### STATED PROBLEM 1
Count how many lines of the listing below contain the word "woman", and reply with that number alone.

015.jpg a Syrian Town and Its Outskirts After an Egyptian
Army Had Passed Through It
     Drawn by Boudier, from a photograph by Gayet.

In spite of all this, some head-strong native princes never relinquished the hope of freedom, and no sooner had they made good the breaches in their walls as far as they were able, than they entered once more on this unequal contest, though at the risk of bringing irreparable disaster on their country. The majority of them, after one such struggle, resigned themselves to the inevitable, and fulfilled their feudal obligations regularly. They paid their fixed contribution, furnished rations and stores to the army when passing through their territory, and informed the ministers at Thebes of any intrigues among their neighbours.* Years elapsed before they could so far forget the failure of their first attempt to regain independence, as to venture to make a second, and expose themselves to fresh reverses.

### DATA IN THIS EXERCISE
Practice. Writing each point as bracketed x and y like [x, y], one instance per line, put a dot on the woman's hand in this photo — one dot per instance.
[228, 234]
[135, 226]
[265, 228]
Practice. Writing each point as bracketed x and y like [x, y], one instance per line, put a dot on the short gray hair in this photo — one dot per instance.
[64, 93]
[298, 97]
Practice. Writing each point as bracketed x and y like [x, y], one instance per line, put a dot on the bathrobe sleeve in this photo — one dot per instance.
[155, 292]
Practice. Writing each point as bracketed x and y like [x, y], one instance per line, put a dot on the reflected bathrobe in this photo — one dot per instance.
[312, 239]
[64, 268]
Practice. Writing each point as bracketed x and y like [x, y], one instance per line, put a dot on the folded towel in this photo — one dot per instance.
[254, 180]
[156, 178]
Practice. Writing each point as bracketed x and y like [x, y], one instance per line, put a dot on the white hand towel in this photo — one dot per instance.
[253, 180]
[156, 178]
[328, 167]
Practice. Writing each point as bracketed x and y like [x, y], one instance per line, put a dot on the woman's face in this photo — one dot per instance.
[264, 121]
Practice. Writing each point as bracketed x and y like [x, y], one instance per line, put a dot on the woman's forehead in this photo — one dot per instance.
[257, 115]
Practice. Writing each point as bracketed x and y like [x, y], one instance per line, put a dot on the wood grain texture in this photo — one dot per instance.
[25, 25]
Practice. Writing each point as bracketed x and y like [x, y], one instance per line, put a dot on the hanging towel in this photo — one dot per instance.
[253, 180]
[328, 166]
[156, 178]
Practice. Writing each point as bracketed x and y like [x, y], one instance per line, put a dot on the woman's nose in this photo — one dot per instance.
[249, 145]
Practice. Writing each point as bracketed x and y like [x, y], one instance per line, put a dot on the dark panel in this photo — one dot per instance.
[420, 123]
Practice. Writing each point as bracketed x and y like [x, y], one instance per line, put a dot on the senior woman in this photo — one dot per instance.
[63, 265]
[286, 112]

### STATED PROBLEM 2
Continue the passage above about the native princes under Egyptian rule, starting after its last sentence.

### FINAL RESULT 1
5

### FINAL RESULT 2
The administration of so vast an empire entailed but a small expenditure on the Egyptians, and required the offices of merely a few functionaries.** The garrisons which they kept up in foreign provinces lived on the country, and were composed mainly of light troops, archers, a certain proportion of heavy infantry, and a few minor detachments of chariotry dispersed among the principal fortresses.***

     * We find in the Annals, in addition to the enumeration of
     the tributes, the mention of the foraging arrangements which
     the chiefs were compelled to make for the army on its
     passage. We find among the tablets letters from Aziru
     denouncing the intrigues of the Khâti; letters also of
     Ribaddu pointing out the misdeeds of Abdashirti, and other
     communications of the same nature, which demonstrate the
     supervision exercised by the petty Syrian princes over each
     other.

     ** Under Thûtmosis III. we have among others "Mir," or "Nasi
     sîtû mihâtîtû," "governors of the northern countries," the
     Thûtîi who became afterwards a hero of romance. The
     individuals who bore this title held a middle rank in the
     Egyptian hierarchy.

     *** The archers—pidâtid, pidâti, pidâte—and the
     chariotry quartered in Syria are often mentioned in the Tel
     el-Amarna correspondence. Steindorff has recognised the term
     -ddû aûîtû, meaning infantry, in the word ûeû, ûiû, of the
     Tel el-Amarna tablets.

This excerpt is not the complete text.